DOCUMENT TEXT =

[BEGIN]

My response is that multiculturalism is fundamentally a denial that a man’s acts can be judged by other men’s standards. Like the other examples I gave, for instance freedom and equality, multiculturalism makes it impossible to apply any standard to conduct except the liberal standard of equal respect for preferences. If I belong to another group you can’t judge me by your group’s standards, and in fact you can’t judge me by my group’s standards either, because if I reject those standards I can simply claim the difference puts me in a subgroup.
2. Ersatz religions
Another example is the liberal attraction to various made-up religions—environmentalism, the religion of humanity, and so on—which also seem to add a non-individualistic element to liberalism. It seems to me though that those religions, if you can call them that, are basically only ways of buying off the human need for the transcendent at a minimum cost. The inhabitants of a liberal society are human beings, after all, so they feel the absence of something that transcends their desires. The easiest way to deal with the situation is to find a substitute—something like humanity or the earth or some vague spiritual presence—that minimally transcends them and so supplies their need for something higher without making any real additional demands.

[END]

STATED TASK 1 =
From the liberalism text, extract the part that opens with the words containing "2. Ersatz religions" and closes with "real additional demands.".
STATED TASK 2 =
According to the liberalism text, what is the only standard multiculturalism allows to be applied to conduct?

Data listing
[BEGIN]

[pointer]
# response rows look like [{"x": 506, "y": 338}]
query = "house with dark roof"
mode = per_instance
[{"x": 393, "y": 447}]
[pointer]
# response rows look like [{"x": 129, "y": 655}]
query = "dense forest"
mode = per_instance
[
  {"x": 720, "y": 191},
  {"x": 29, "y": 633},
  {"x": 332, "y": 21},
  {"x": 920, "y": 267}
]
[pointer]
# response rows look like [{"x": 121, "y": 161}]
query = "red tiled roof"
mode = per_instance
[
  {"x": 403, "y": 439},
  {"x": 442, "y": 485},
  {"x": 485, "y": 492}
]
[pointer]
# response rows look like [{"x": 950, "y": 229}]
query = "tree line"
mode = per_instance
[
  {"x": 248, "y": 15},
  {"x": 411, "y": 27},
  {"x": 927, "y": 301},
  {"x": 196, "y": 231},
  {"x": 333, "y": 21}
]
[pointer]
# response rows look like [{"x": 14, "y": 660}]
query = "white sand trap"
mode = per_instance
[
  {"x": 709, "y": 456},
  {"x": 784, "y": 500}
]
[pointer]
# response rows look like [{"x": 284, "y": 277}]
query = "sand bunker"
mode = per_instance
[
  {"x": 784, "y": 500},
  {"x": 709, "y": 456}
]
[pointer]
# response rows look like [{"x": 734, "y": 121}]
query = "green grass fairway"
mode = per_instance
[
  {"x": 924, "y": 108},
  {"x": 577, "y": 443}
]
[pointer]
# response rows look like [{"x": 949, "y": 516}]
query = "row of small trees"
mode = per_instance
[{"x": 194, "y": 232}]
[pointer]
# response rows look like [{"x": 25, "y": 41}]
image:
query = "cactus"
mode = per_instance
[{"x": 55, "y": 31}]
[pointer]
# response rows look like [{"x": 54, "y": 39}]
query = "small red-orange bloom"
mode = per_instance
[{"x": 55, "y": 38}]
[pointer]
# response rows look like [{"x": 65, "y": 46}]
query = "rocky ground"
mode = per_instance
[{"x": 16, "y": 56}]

[END]

EXPECTED ANSWER 1 =
2. Ersatz religions
Another example is the liberal attraction to various made-up religions—environmentalism, the religion of humanity, and so on—which also seem to add a non-individualistic element to liberalism. It seems to me though that those religions, if you can call them that, are basically only ways of buying off the human need for the transcendent at a minimum cost. The inhabitants of a liberal society are human beings, after all, so they feel the absence of something that transcends their desires. The easiest way to deal with the situation is to find a substitute—something like humanity or the earth or some vague spiritual presence—that minimally transcends them and so supplies their need for something higher without making any real additional demands.

EXPECTED ANSWER 2 =
The liberal standard of equal respect for preferences.